* Problem *
Repeat the listing in full, preserving every character.

* Input *
** start **
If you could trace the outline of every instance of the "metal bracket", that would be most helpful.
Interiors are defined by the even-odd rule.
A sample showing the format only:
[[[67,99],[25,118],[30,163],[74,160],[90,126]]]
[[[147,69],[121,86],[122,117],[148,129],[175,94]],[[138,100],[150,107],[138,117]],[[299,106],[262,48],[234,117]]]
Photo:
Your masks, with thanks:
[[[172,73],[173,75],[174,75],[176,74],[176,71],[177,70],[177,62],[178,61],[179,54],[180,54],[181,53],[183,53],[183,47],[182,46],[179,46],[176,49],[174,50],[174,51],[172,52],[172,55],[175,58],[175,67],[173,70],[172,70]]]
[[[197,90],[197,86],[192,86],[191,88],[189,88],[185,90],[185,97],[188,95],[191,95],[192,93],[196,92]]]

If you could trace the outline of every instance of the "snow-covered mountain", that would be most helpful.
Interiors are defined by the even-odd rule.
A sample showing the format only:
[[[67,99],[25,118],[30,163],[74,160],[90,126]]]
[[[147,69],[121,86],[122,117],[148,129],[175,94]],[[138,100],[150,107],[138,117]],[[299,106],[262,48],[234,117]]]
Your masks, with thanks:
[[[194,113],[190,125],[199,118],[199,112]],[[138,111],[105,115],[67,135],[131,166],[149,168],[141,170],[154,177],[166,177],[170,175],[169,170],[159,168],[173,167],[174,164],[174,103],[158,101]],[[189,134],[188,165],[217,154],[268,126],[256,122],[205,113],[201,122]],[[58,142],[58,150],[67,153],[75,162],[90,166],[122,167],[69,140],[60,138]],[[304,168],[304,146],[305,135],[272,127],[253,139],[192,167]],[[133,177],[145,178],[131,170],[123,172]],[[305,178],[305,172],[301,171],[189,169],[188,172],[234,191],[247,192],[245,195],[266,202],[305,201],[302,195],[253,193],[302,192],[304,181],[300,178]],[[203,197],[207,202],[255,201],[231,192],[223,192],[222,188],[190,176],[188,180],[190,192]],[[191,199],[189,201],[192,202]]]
** end **
* Correct result *
If you could trace the outline of every instance of the "metal bracket", that would be most helpful.
Interiors are defined by the even-odd rule.
A sample showing the format only:
[[[67,99],[25,118],[30,163],[74,160],[90,126]]]
[[[147,69],[121,86],[122,117],[148,129],[175,94]],[[138,100],[150,107],[138,117]],[[299,106],[262,48],[234,117]]]
Photo:
Your masks, with thanks:
[[[172,73],[173,75],[174,75],[176,74],[176,71],[177,70],[177,62],[178,61],[179,54],[180,54],[181,53],[183,53],[183,47],[182,46],[179,46],[176,49],[174,50],[174,51],[172,52],[172,55],[175,58],[175,67],[173,70],[172,70]]]
[[[197,90],[197,86],[192,86],[191,88],[189,88],[185,90],[185,97],[188,95],[191,95],[192,93],[196,92]]]

If you could trace the outline of every instance of the "snow-covered mountain", that would be most helpful.
Interiors are defined by the even-odd rule.
A sample showing the format only:
[[[67,99],[25,118],[30,163],[74,160],[90,126]]]
[[[147,69],[121,86],[122,117],[148,129],[175,94]],[[138,100],[150,107],[138,117]],[[299,106],[262,48],[234,117]]]
Your masks, with thanks:
[[[194,113],[190,125],[199,118],[199,112]],[[138,111],[105,115],[67,135],[131,166],[149,168],[141,170],[154,177],[166,177],[170,175],[169,170],[159,168],[173,167],[174,164],[174,103],[158,101]],[[189,134],[188,165],[217,154],[268,126],[256,122],[205,113],[201,122]],[[58,142],[58,150],[67,153],[75,162],[90,166],[122,167],[69,140],[60,138]],[[304,168],[304,146],[305,135],[272,127],[253,139],[192,167]],[[133,177],[145,178],[131,170],[123,172]],[[305,178],[305,172],[301,171],[189,169],[188,172],[234,191],[247,192],[245,195],[266,202],[305,201],[302,195],[253,193],[302,192],[304,181],[300,178]],[[203,197],[207,202],[255,201],[231,192],[223,192],[222,188],[190,176],[188,180],[190,192]],[[191,199],[189,201],[192,202]]]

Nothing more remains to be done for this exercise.